▸ Prompt 1
In the housewarming story, what breed is the dog that walks into the room?
▸ Prompt 2
Write out everything from "My girlfriend and" down to "poop right there." in the housewarming story, swapping "spare bedroom" for "guest room".

▸ Page text
━━━━━━━━

My girlfriend and I once threw a housewarming party, since we’d just moved into a new apartment together and needed to celebrate the fact that we’d grow sick of each other in two months. At one point, we separated ourselves from the group, and went to the spare bedroom that we designated as “My Office,” but should’ve been called “Everything that we didn’t want to unpack, and a desk.” As we did that thing that couples do at parties where they affirm that they’re both happy to be there, our Australian Cattle Dog walked into the room and stood between us. And, with the demeanor of “No worries, guys. I know the protocol,” he began to poop right there.
It wasn’t a problem of cleanliness. If you own any kind of animal, and are baffled whenever that animal takes a dump inside your house, you need to rethink everything that you know about animals. We are humans, and pooping where we’re not supposed to will get us kicked out of Steak ‘n Shake. I understand that I will be picking up dog poop for as long as I decide to keep owning dogs. Hopefully, I can teach them to maybe consider trying it in a place without carpets, but until I build a soulless robot dog that doesn’t have to poop ever, I’m just going to have to clean up after my little buddies sometimes.

━━━━━━━━

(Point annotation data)
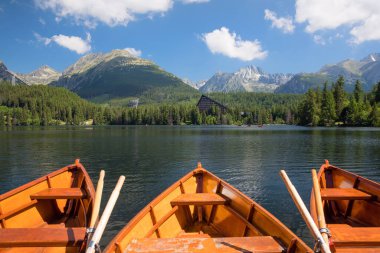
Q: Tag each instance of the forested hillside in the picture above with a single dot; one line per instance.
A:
(334, 106)
(43, 105)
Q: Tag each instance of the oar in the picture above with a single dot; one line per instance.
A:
(105, 216)
(98, 199)
(304, 212)
(319, 205)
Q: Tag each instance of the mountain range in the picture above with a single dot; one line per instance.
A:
(119, 74)
(104, 76)
(251, 79)
(366, 70)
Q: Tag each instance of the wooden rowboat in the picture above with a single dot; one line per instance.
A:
(202, 213)
(351, 206)
(49, 214)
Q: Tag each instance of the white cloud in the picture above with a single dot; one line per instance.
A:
(194, 1)
(133, 51)
(361, 17)
(221, 41)
(284, 24)
(318, 39)
(109, 12)
(42, 21)
(73, 43)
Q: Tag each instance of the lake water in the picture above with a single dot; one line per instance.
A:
(153, 157)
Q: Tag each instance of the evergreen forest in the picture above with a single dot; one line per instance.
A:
(330, 106)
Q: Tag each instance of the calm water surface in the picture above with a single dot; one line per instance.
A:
(153, 157)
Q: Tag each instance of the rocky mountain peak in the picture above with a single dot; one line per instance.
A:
(371, 58)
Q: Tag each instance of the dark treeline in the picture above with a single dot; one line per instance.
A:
(43, 105)
(329, 107)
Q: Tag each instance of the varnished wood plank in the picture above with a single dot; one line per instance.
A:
(18, 209)
(41, 237)
(343, 194)
(201, 244)
(59, 193)
(345, 235)
(161, 221)
(247, 223)
(199, 199)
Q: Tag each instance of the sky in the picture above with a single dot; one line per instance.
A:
(192, 39)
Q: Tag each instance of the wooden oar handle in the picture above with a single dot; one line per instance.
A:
(304, 212)
(105, 216)
(319, 205)
(98, 199)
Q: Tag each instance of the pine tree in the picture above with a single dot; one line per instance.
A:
(328, 112)
(375, 115)
(2, 116)
(358, 92)
(377, 92)
(339, 96)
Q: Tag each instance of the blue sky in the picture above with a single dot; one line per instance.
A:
(190, 38)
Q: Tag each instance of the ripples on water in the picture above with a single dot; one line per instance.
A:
(153, 157)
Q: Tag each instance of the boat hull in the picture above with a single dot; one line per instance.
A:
(49, 214)
(351, 208)
(200, 211)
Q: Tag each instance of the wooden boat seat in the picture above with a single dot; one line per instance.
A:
(59, 193)
(345, 235)
(193, 235)
(226, 245)
(343, 194)
(41, 237)
(199, 199)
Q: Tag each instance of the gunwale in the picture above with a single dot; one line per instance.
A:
(115, 246)
(30, 184)
(70, 234)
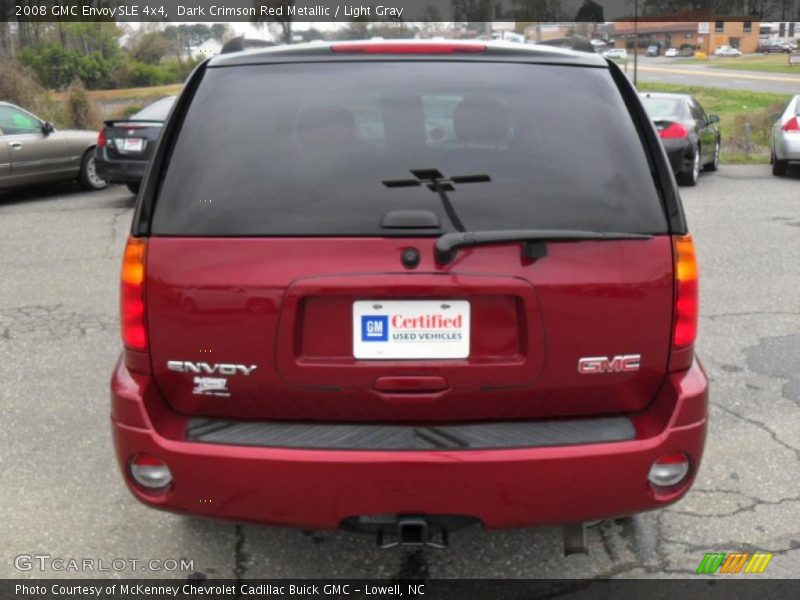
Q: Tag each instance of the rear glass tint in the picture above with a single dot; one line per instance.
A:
(659, 108)
(305, 149)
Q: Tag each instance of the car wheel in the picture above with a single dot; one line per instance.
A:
(779, 167)
(88, 177)
(714, 164)
(689, 177)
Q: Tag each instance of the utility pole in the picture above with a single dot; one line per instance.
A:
(635, 42)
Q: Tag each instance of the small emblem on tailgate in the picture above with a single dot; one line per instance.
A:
(621, 363)
(185, 366)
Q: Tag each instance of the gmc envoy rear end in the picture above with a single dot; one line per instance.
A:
(404, 287)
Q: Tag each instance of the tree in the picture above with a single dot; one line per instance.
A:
(284, 22)
(590, 12)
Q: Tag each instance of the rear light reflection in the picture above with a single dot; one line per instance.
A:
(150, 472)
(673, 132)
(132, 307)
(686, 292)
(669, 470)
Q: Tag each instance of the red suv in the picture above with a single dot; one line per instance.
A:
(403, 287)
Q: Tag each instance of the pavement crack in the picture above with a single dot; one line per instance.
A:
(761, 425)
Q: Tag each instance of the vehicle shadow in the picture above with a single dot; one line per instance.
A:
(275, 552)
(65, 191)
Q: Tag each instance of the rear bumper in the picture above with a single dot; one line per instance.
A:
(319, 488)
(788, 148)
(120, 171)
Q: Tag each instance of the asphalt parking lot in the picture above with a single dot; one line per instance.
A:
(61, 494)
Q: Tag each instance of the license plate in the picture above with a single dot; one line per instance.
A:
(133, 144)
(410, 329)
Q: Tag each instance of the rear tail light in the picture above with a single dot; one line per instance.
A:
(686, 292)
(408, 48)
(792, 125)
(673, 131)
(132, 307)
(669, 470)
(150, 472)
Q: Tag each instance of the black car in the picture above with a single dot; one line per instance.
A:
(690, 137)
(124, 146)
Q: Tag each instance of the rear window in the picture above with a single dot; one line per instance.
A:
(660, 108)
(305, 149)
(157, 111)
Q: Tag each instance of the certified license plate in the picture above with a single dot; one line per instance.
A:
(410, 329)
(133, 144)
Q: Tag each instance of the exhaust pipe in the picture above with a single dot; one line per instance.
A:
(574, 536)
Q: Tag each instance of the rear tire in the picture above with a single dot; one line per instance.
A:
(88, 178)
(689, 178)
(779, 167)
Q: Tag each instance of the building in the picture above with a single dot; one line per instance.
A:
(705, 36)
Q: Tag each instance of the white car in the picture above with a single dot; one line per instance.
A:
(727, 51)
(616, 53)
(786, 138)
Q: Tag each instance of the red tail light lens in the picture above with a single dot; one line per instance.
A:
(408, 48)
(132, 308)
(792, 125)
(686, 292)
(674, 131)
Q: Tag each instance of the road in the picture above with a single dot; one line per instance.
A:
(665, 70)
(61, 494)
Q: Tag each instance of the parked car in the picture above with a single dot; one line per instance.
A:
(33, 151)
(727, 51)
(124, 146)
(690, 137)
(773, 47)
(438, 346)
(786, 138)
(620, 53)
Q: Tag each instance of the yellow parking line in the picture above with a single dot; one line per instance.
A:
(712, 73)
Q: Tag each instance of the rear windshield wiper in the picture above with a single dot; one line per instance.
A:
(447, 245)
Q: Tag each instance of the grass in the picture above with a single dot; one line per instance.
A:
(736, 109)
(765, 63)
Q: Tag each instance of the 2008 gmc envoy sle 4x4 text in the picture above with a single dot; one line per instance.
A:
(404, 287)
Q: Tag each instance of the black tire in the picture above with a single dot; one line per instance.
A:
(689, 177)
(779, 167)
(714, 164)
(88, 178)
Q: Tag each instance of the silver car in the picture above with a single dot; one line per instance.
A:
(786, 138)
(33, 151)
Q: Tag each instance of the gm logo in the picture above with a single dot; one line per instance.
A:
(374, 328)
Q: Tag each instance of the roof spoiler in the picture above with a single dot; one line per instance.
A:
(574, 42)
(240, 43)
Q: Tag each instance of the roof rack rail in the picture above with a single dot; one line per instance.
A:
(575, 42)
(240, 43)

━━━━━━━━

▸ Result 1
An Australian Cattle Dog.

▸ Result 2
My girlfriend and I once threw a housewarming party, since we’d just moved into a new apartment together and needed to celebrate the fact that we’d grow sick of each other in two months. At one point, we separated ourselves from the group, and went to the guest room that we designated as “My Office,” but should’ve been called “Everything that we didn’t want to unpack, and a desk.” As we did that thing that couples do at parties where they affirm that they’re both happy to be there, our Australian Cattle Dog walked into the room and stood between us. And, with the demeanor of “No worries, guys. I know the protocol,” he began to poop right there.